■ Work request 1 ■
Render this sentence from the passage on conductive pillars into Spanish: "In other embodiments, the pillar can have any geometric cross-section (e.g., circle, ellipse, regular polygon, irregular polygon)."
■ Work request 2 ■
Reproduce a span of the passage on conductive pillars without changes, starting at "Regardless of whether" and ending at "in FIG. 3D.".

Text segment Start Marker

Regardless of whether photoresist or a stencil is used, this configuration is shown in FIG. 3B, with pillars 304A, 304B, 304C, and 304D (collectively, 304) shown on the substrate 204 after removal 121 of the photoresist (or stencil). Composite material 212 can then be formed 119 around the conductive metal pillars 304 using any of the techniques and compositions described above.

It will be appreciated that a cross-sectional of the pillar can be in any of a variety shapes. For example, the conductive metal pillar can be formed 119 in a toroidal shape patterned in the photoresist. Composite material 212 can then be flowed around and within the toroid to form 121 inductors 308. As described above, any excess composite material 212 can be removed via planarization 123 from the second surface 211 of the die 208, as shown in FIG. 3D.

The sub-methods 102 and 103 depicted as producing inductors having a circular cross-section (whether of a pillar or a toroid) when taken parallel to the plane of the die 208 it will be appreciated this need not be the case. In other embodiments, the pillar can have any geometric cross-section (e.g., circle, ellipse, regular polygon, irregular polygon). For example, FIG. 3E illustrates a module 228 that includes a periodic array 226 of conductive pillars 232 that have a hexagonal cross-section parallel to the plane of the die 208. This illustrates that not only can the magnetic properties, and size of an inductor be tailored to meet the electrical requirements of a module and the surface area constraints on a module substrate (e.g., substrate 204), but also the cross-sectional shape of a conductive pillar, a number of conductive pillars, and an arrangement (e.g., in a periodic array) of pillars can be tailored to accomplish a particular electrical performance goal (e.g., an inductance value).

Other Embodiments

As indicated above, removing heat generated from a die during operation can improve reliability and operational performance of integrated circuits. Traditional mold materials formulated from a polymer matrix filled with silica particles (included to improve the mechanical properties and durability of the mold material) often have relatively low thermal conductivity, making removal of heat from a die more difficult. As a result, a temperature of the die can increase leading to performance degradation and long-term reliability problems.

Some embodiments described herein can overcome these challenges. For example, the composite material described above can be used to improve thermal conduction of heat from a die because of, in some cases, a higher thermal conductivity relative to some mold/filler combinations (e.g., polymer filled with silica particles). Furthermore, some of the conductive pillars of the peripheral devices described herein (e.g., inductors) can be configured within the module so as to better transfer heat from the die to an associated thermal sink (e.g., in integrated heat speaker), further increasing the rate of heat conduction from the die.

Text segment End Marker
Record set Start Marker

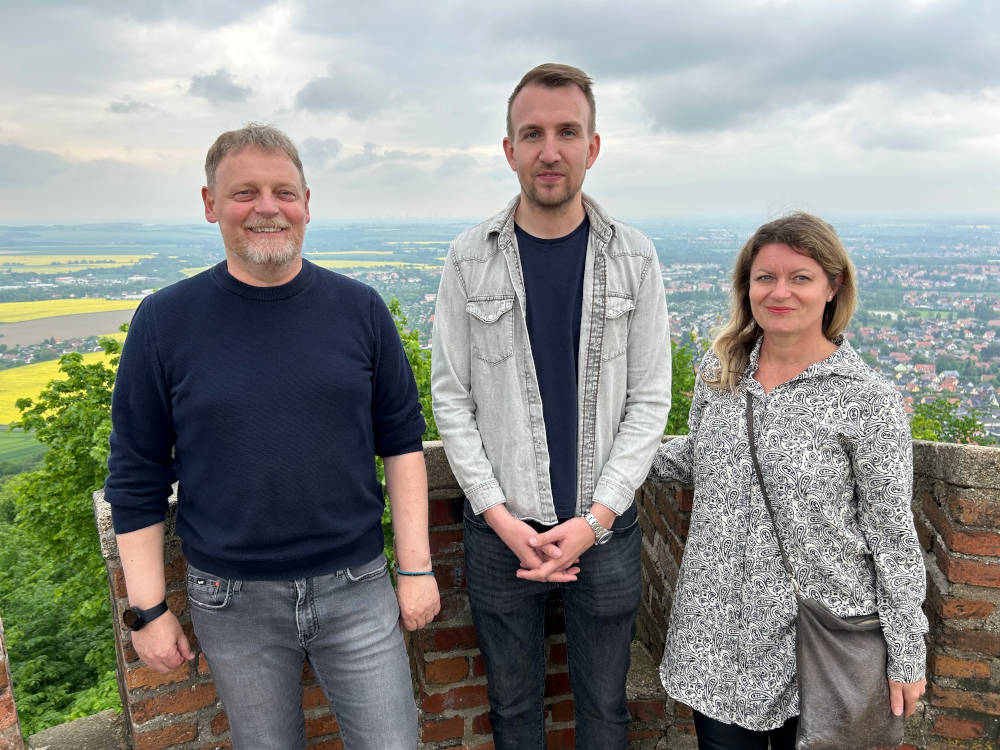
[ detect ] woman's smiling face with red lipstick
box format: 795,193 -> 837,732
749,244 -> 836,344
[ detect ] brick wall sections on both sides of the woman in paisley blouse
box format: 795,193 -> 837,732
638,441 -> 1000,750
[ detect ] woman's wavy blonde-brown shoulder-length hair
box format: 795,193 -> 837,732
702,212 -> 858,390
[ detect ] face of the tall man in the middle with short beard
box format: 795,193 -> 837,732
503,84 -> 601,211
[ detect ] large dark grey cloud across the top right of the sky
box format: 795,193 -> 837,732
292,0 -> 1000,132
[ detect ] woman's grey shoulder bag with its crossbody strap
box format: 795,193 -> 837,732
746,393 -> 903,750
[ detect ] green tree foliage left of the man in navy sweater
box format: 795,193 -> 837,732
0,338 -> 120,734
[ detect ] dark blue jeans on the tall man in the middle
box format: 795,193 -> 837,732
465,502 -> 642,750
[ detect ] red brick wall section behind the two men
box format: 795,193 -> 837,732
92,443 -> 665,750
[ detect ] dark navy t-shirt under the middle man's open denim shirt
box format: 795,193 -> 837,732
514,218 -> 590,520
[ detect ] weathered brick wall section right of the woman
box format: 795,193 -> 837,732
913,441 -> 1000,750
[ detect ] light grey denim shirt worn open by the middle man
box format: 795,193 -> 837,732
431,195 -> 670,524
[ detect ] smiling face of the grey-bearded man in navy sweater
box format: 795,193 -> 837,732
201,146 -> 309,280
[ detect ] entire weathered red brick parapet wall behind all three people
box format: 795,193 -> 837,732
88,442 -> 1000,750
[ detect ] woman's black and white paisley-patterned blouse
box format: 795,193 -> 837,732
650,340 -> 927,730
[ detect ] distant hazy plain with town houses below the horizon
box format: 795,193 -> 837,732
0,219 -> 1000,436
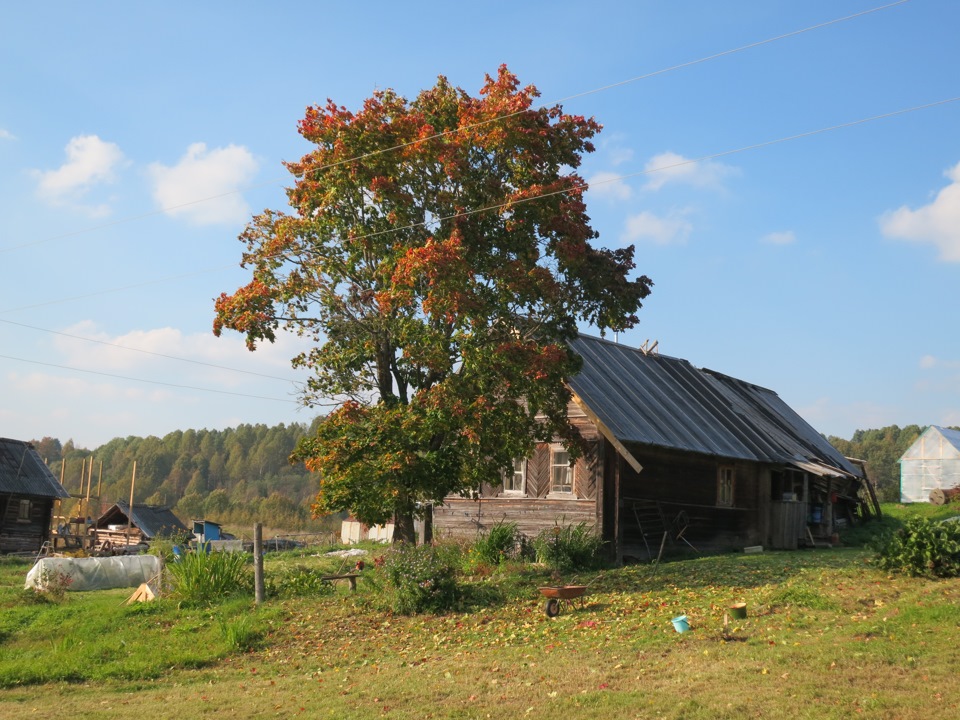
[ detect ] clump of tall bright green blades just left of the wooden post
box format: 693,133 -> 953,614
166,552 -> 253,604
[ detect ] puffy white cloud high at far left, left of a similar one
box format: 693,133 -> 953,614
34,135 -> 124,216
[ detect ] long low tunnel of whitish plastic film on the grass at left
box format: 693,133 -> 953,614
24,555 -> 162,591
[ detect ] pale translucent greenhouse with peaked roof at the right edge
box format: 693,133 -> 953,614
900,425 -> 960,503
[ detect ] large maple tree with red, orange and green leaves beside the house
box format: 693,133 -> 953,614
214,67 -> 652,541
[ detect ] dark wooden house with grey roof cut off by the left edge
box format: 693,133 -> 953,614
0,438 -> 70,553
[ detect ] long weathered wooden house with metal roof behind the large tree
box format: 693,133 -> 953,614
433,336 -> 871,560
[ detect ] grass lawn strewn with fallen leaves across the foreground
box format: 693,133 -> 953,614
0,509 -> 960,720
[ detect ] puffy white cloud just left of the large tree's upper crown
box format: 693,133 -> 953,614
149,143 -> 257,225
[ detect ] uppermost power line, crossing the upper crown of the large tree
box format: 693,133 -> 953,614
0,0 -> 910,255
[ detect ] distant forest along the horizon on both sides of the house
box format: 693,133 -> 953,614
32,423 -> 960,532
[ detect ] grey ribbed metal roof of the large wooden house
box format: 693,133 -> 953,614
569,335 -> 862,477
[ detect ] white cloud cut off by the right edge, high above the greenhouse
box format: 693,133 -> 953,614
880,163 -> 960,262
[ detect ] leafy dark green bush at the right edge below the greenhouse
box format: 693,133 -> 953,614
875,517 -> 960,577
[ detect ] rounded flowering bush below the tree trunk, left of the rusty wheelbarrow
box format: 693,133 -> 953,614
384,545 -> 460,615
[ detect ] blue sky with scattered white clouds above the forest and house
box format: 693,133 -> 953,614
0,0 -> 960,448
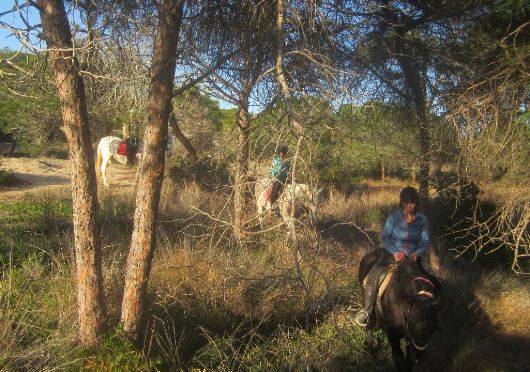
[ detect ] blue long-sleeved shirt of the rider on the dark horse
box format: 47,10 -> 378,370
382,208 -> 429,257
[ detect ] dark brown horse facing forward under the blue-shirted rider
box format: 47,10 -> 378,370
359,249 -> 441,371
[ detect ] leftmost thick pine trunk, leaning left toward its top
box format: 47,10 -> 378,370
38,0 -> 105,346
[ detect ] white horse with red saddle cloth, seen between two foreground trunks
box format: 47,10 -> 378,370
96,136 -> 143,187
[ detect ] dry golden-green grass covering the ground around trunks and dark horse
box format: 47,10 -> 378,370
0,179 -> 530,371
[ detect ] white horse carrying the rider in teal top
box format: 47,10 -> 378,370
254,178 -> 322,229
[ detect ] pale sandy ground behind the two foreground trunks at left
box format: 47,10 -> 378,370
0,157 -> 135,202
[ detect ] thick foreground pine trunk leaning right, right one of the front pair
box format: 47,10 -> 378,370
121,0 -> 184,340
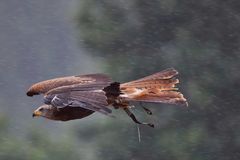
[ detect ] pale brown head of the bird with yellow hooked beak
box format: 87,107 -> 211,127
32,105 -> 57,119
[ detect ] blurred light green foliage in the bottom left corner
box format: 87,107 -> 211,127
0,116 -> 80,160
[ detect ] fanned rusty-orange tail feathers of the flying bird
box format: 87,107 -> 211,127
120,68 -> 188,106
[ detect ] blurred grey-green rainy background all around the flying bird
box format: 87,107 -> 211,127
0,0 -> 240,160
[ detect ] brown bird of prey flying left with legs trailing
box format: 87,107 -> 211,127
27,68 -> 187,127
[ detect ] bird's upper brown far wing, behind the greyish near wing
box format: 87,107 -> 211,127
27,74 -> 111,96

Record set End Marker

■ Exercise answer 1 ■
En otras realizaciones, el pilar puede tener cualquier sección transversal geométrica (p. ej., círculo, elipse, polígono regular, polígono irregular).

■ Exercise answer 2 ■
Regardless of whether photoresist or a stencil is used, this configuration is shown in FIG. 3B, with pillars 304A, 304B, 304C, and 304D (collectively, 304) shown on the substrate 204 after removal 121 of the photoresist (or stencil). Composite material 212 can then be formed 119 around the conductive metal pillars 304 using any of the techniques and compositions described above.

It will be appreciated that a cross-sectional of the pillar can be in any of a variety shapes. For example, the conductive metal pillar can be formed 119 in a toroidal shape patterned in the photoresist. Composite material 212 can then be flowed around and within the toroid to form 121 inductors 308. As described above, any excess composite material 212 can be removed via planarization 123 from the second surface 211 of the die 208, as shown in FIG. 3D.